**JOB:**
Your task is to repeat all of the data exactly while excluding the pictures.

▬▬▬

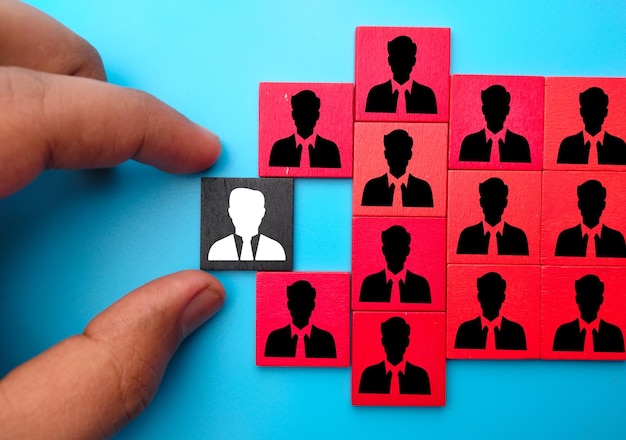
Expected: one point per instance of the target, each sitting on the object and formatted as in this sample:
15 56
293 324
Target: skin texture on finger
89 386
36 41
56 121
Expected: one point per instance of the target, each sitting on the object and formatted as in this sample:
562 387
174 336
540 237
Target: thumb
91 385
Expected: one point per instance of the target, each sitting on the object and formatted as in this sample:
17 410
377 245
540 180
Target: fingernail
205 304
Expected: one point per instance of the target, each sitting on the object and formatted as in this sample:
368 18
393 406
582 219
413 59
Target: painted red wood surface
428 163
522 305
559 306
561 211
432 68
525 117
427 258
426 350
335 124
331 314
523 211
563 116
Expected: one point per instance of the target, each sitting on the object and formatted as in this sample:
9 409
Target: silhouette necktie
493 239
401 89
395 288
394 388
491 336
246 249
495 139
300 351
306 144
591 234
397 187
588 348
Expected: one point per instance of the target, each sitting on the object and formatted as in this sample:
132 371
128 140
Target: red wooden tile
421 62
469 212
413 342
509 107
316 302
415 154
507 296
566 198
323 113
384 245
565 116
576 297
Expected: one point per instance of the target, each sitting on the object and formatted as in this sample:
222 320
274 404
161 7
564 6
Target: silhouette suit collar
239 244
306 331
593 140
400 368
496 323
400 181
495 137
400 276
306 142
593 325
592 232
497 229
397 87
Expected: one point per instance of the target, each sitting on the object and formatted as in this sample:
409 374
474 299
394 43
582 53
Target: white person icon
246 209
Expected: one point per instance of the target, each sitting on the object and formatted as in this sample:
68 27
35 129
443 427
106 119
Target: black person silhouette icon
593 145
401 91
397 186
300 338
305 147
478 239
246 208
591 237
395 374
491 329
495 142
395 282
589 332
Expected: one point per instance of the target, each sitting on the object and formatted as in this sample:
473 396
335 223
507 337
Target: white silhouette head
246 208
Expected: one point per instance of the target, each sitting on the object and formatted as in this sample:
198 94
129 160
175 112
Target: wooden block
572 200
419 58
415 155
305 129
577 105
413 248
469 211
413 342
576 297
317 303
246 224
507 297
496 122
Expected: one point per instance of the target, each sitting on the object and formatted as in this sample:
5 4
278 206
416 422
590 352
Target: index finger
55 121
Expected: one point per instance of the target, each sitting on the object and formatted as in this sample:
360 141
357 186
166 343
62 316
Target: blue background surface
74 242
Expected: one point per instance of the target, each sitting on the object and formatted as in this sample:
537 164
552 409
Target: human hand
57 112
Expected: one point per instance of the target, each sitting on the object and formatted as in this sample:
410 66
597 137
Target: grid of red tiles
526 173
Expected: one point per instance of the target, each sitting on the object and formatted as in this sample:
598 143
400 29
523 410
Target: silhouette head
496 106
398 151
493 199
246 208
300 302
591 202
491 288
305 111
402 52
589 296
396 247
594 106
395 338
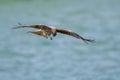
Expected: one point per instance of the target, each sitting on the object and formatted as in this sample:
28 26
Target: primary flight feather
50 31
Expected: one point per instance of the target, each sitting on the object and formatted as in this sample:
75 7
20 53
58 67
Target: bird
51 31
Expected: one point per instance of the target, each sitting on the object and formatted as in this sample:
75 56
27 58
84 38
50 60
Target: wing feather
70 33
37 26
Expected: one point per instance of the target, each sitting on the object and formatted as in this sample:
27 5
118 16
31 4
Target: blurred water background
30 57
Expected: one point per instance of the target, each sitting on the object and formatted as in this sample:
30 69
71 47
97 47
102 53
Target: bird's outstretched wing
37 26
70 33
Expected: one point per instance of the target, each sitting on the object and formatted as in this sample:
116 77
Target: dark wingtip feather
88 40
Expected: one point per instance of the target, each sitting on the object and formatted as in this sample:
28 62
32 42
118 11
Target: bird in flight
51 31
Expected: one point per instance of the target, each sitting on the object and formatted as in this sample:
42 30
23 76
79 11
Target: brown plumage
50 31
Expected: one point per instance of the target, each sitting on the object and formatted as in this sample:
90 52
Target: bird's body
51 31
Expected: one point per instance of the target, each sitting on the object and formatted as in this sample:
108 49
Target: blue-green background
30 57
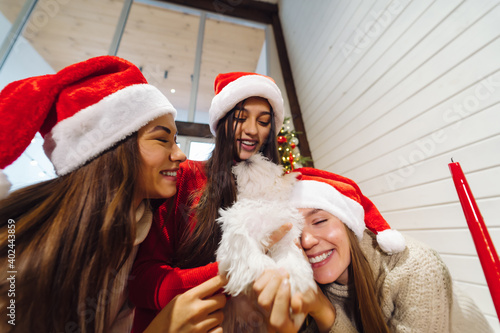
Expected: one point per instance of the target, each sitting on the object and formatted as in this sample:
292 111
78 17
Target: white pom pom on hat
342 198
232 88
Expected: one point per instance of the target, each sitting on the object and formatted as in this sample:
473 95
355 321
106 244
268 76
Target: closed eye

▬▬▬

**TASK RESPONSE:**
Expected: one point per instance of the target, each sitting on the object and formatted as in this sample:
15 56
293 324
Target: skin texture on finger
89 386
36 41
56 121
Expected: one point per instance of the target, each sitting on the object and formatted as in this sample:
562 387
174 336
540 237
Target: thumb
91 385
Expected: one point per instance of the target, each sitting on the object and formatted as in this sample:
17 410
377 245
540 180
Target: fingernail
205 304
Expected: one point per instance of the target, each sitting on the object and formatted as in this sample:
368 18
393 406
582 219
413 59
Target: painted red wood surface
428 163
522 305
559 306
561 211
432 68
525 117
427 258
426 350
335 124
331 314
523 211
563 116
Expected: one point per instance of the target, each sitting on the object and formatted as in this sample:
9 409
Target: silhouette necktie
493 239
401 89
395 288
394 388
491 336
246 249
495 139
300 351
306 144
591 234
397 187
588 348
Expected: one point per instance of the target, each sitting on the object and formatted as in this sample:
132 371
128 140
Target: red wooden tile
421 62
469 212
413 342
509 107
316 302
415 154
507 296
566 198
323 113
384 245
565 116
576 297
Expected: one point per instance of the target, each sitting on the object and formatted as in this sample:
222 320
274 404
161 7
564 6
Target: silhouette suit collar
239 244
306 331
593 140
400 368
496 323
400 181
495 137
400 276
306 142
593 325
592 232
497 229
397 87
Expected: one point per instance of the target, each sitting on the object and formatted as in this sample:
409 374
474 299
394 43
582 53
Target: white person icon
246 209
Expected: one point per instance of the target, each sitting on the object and formatted as in this sample:
68 27
35 129
443 427
106 119
Target: black person silhouette icon
593 145
401 91
397 186
300 338
305 147
478 239
246 208
591 237
395 374
491 329
495 142
395 282
589 332
Expected: one point per instance of the target, each sitting on the object and formatted as in this sample:
473 396
335 223
507 337
Target: white silhouette head
246 208
Expected: one point per instance of the target, each sitting on the object and formatted as in this sample:
198 94
129 160
175 112
Target: wooden block
572 200
419 58
415 155
305 129
577 105
413 248
469 211
413 342
576 297
317 303
246 224
507 297
496 122
Expected: one point per instance of the target, each sitting on the object and formatted as in this sample:
5 4
278 206
416 422
590 352
Target: index finger
55 121
Expected: one point per instance of the target, each sitting on the object and formatted as in this sample:
360 141
357 186
166 343
62 316
Target: blue background surface
74 242
Expected: one point per instance of the target, each sitting on the object and formatted as in this sample:
537 164
552 409
Target: human hand
57 112
Expected: one point per instance of the target, each sitting on the object and formatted as in this sample:
410 66
597 137
Target: grid of red tiles
526 173
Expected: one point per instance of the target, each sitting on the object and formatted as in this sample:
598 143
400 29
523 410
Target: silhouette head
496 106
398 151
493 199
246 208
300 302
591 202
491 288
305 111
402 52
589 296
396 247
594 106
395 338
Expected: one point per instance of the target, each sitting on the object and formatted as in this sample:
28 26
Target: primary flight feather
50 31
Expected: one point per instance of the target, each sitting on the object and formatted as in this sample:
75 7
20 53
58 67
Target: bird
51 31
Expected: one point per instance of the target, each sitting on the object and formatted as in this sample:
75 56
27 58
84 38
50 60
Target: wing feather
70 33
37 26
Expected: one point per instance of the target, each sitting on the object and formatted as in this sample:
27 5
118 16
31 4
Target: blurred water background
30 57
Expected: one point per instance of the target, each sitting on the object and formatted as in this sample:
30 69
71 47
97 47
102 53
Target: bird's outstretched wing
37 26
70 33
Expected: one point per instance of the target, each sitting on the object and formatted as in this sample:
116 77
Target: dark wingtip feather
88 40
Expected: one point per instance of the target, each sitting on the object and formatted as in this sample:
28 62
32 42
118 11
Target: bird in flight
51 31
Expected: one point per instance of the target, each sitting on the object and formatted as in this sample:
42 30
23 76
79 11
Target: brown plumage
50 31
Expected: one point per instance of the target, each sitting on the object and formatted as in this sample:
90 52
Target: bird's body
51 31
Expected: one point per instance of the target, each sitting on the object and formatted as in this sample:
108 49
Target: blue-green background
30 57
Expected: one point per instance of the target, each sitting on the object and formatted as in this sample:
292 111
78 17
Target: white pom pom on hat
342 198
232 88
Expected: one point per instance of the target, each sitting on the object and formatted as in this sample:
473 95
355 321
106 244
268 76
Target: closed eye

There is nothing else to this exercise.